### Trecho selecionado ###

O velho modelo francês da investigação oficial (regida pela obrigatoriedade da investigação e da ação penal nos casos de ação pública) foi cedendo espaço para o sistema adversarial anglo-saxão (que permite a negociação inclusive no campo criminal). É na esteira dessa mesclagem de sistemas que vieram ao Brasil, por exemplo, os juizados criminais (Lei 9.099/95) e a colaboração premiada (esta, sobretudo, a partir da lei regulamentadora 12.8050/13). Agora, numa espécie de prolongamento natural, estamos começando a discutir o instituto americano do wistleblowing (informante de boa-fé).

Apesar da nítida americanização dos sistemas jurídicos da civil law, continua a polêmica sobre se a confissão de um acusado é suficiente para derrubar a presunção de inocência. Sobre o tema, como sabemos, há três sistemas: 1º) o americano – a confissão, no plea bargaining, já desfaz a presunção de inocência e dispensa mais provas; 2º) o preponderante no mundo ocidental (derruba-se a presunção de inocência com dois julgamentos sobre os fatos, as provas e o direito – após a decisão da 2ª instância) e 3º) o predominante em apenas alguns ordenamentos jurídicos: derruba-se a presunção de inocência depois do esgotamento de todos os recursos cabíveis no ordenamento jurídico (isso é o que diz a CF brasileira de 1988, no art. 5º, inc. XL).

Decisão recente do STF (HC 126.292, de 17/2/16) interpretou a norma constitucional e concluiu (por 7 votos a 4) que o segundo sistema deve prevalecer (o assunto ainda não está pacificado, porque o STF não emitiu uma decisão vinculante).

Duas sentenças recentes no continente europeu são relevantes sobre a matéria: uma da Corte Constitucional alemã – BVerfG – (BvR 2628/10, de 13/3/13) e outra do Tribunal Europeu de Direitos Humanos, caso Natsvlishvili e Togonidze contra Geórgia (Processo 9043/05, 29/4/14). Ambas enfatizaram que a culpabilidade não pode ser derrubada sem a produção de provas de acordo com o devido processo legal ou seja, a confissão, por si só, ou uma delação (ou até mesmo o instituto do wistleblowing) dependem sempre da produção de provas sobre os fatos e sua autoria, dentro de um processo onde sejam observadas todas as garantias (ver Leandro Dias, em Revista Pensamiento Penal, p. 195-243, julho/15, acessado em 5/8/16).

###

Transcreva fielmente a parte do texto sobre a presunção de inocência que se inicia com as palavras "Decisão recente do" e se encerra em "uma decisão vinculante).".

### Dados coletados ###

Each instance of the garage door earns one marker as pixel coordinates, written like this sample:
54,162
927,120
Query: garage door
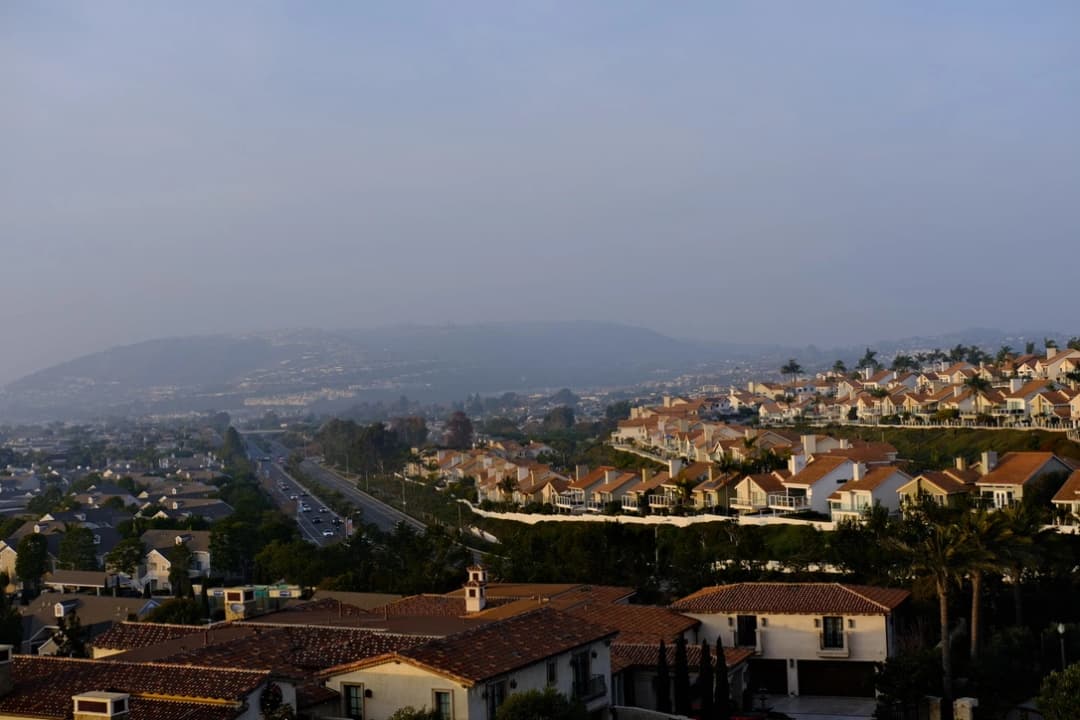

###

Tarefa concluída
Decisão recente do STF (HC 126.292, de 17/2/16) interpretou a norma constitucional e concluiu (por 7 votos a 4) que o segundo sistema deve prevalecer (o assunto ainda não está pacificado, porque o STF não emitiu uma decisão vinculante).